Metin bölümü
Güncelleme Tarihi:
Eğer duymadıysanız da üzülmeyin. Çünkü yalnız değilsiniz. Bir gezgin olarak ben de Latmos’tan habersizdim. Bafa Gölü’nün doğusunda, Aydın ve Muğla sınırları içinde yer alan Beşparmak Dağları’nın antik çağlarda adı Latmos imiş. Latmos aslında doğal ve kültürel kaynak değerleri bakımından Türkiye’nin en önemli alanlarından biri. Nasıl olmasın? Burada gezinirken bin yıllık bir kilise veya 8 bin yıl önceye tarihlenen kaya resimlerini görmeniz an meselesi. Eğer bu dağlarda yürüyüş yapıyorsanız bir yandan sıradışı kaya oluşumlarının üzerinden atlıyorsunuz, bir yandan büyülü toprakların eşsiz manzaralarını içinize çekiyorsunuz.

Veri kesitleri
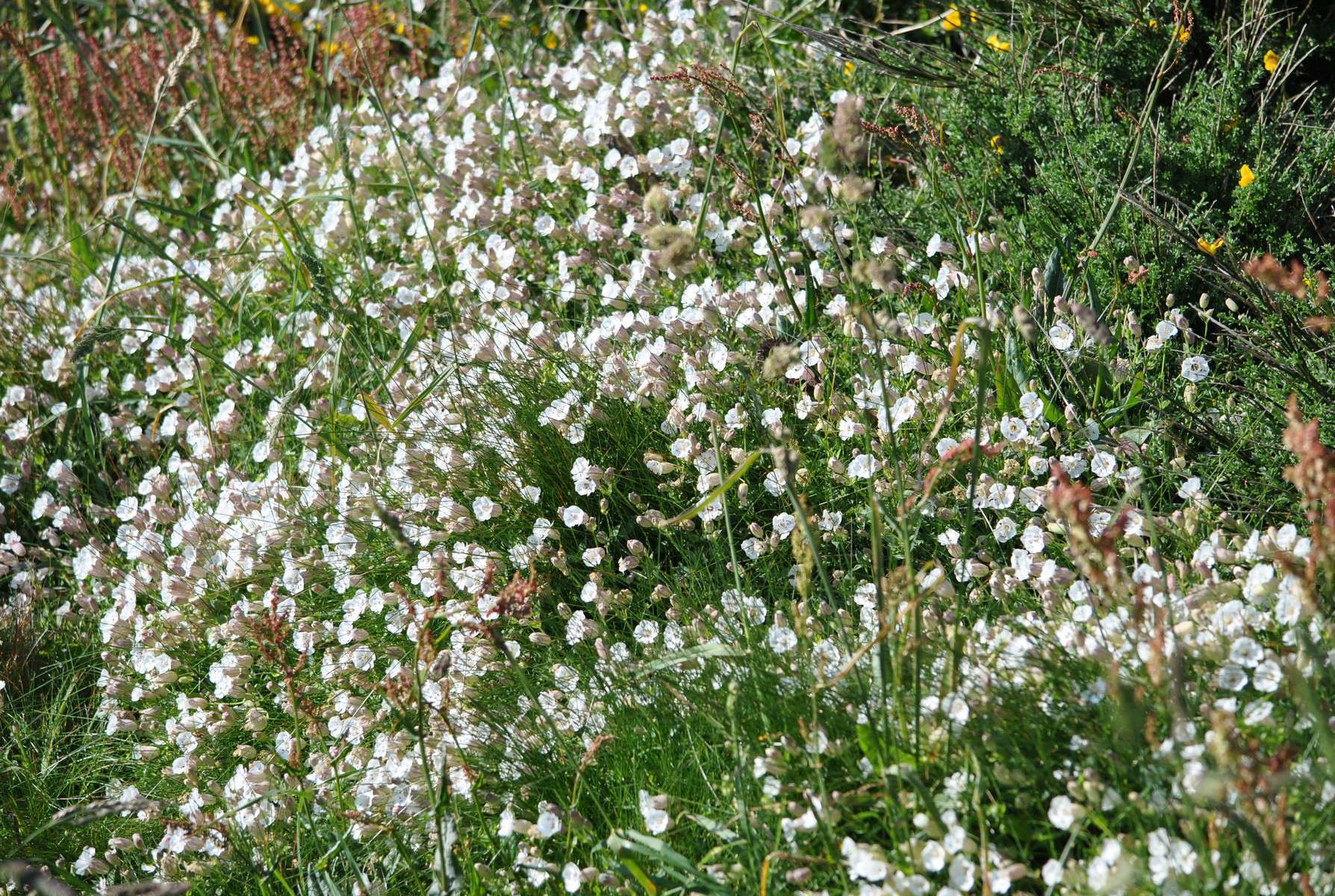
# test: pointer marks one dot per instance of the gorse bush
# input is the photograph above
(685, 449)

==

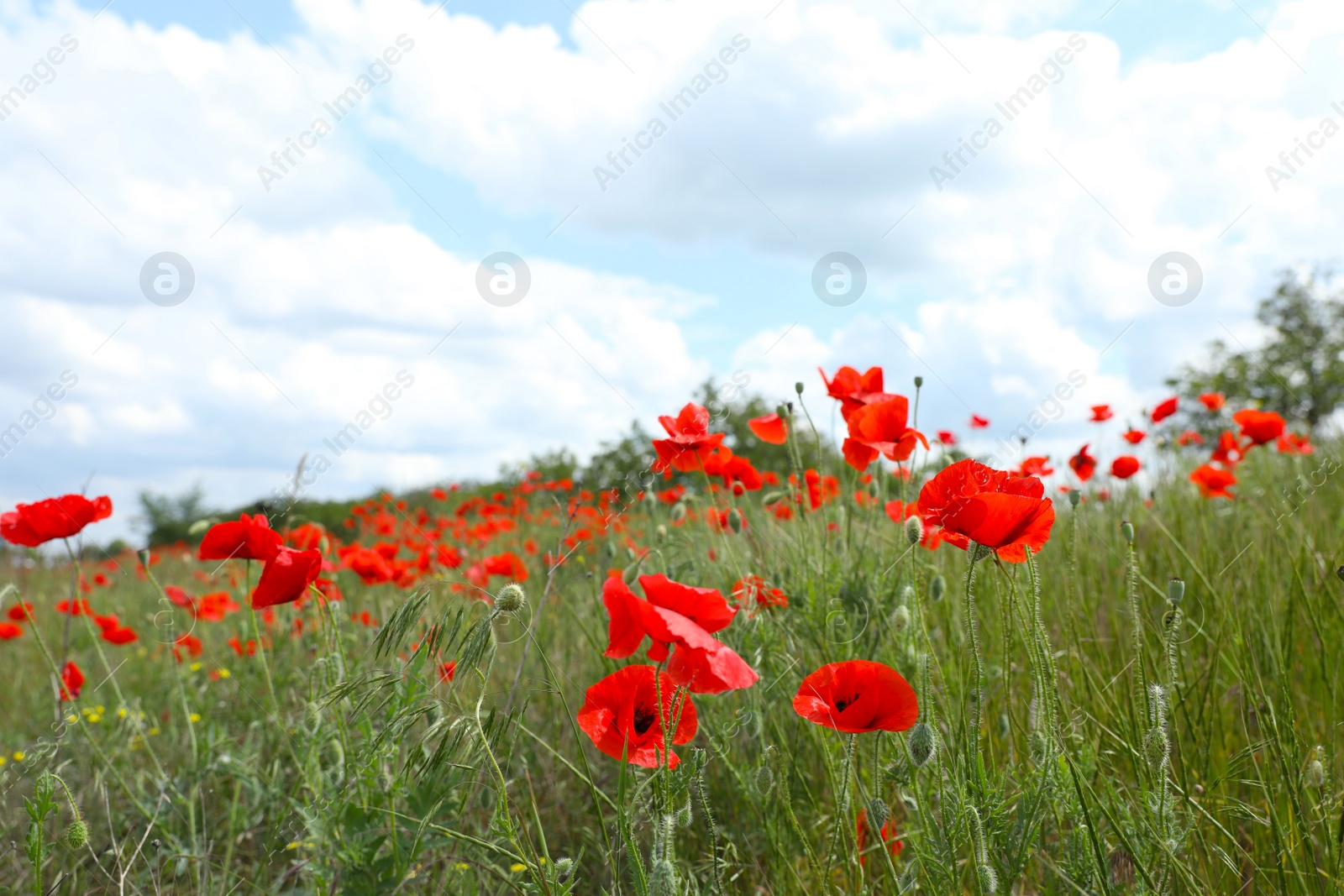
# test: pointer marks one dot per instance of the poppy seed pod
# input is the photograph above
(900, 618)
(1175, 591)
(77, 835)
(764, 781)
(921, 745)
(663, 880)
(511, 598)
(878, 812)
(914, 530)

Görev tanımı
Latmos hakkındaki metne göre Beşparmak Dağları nerede yer alıyor?

Yazılı cevap
Bafa Gölü'nün doğusunda, Aydın ve Muğla sınırları içinde yer alıyor.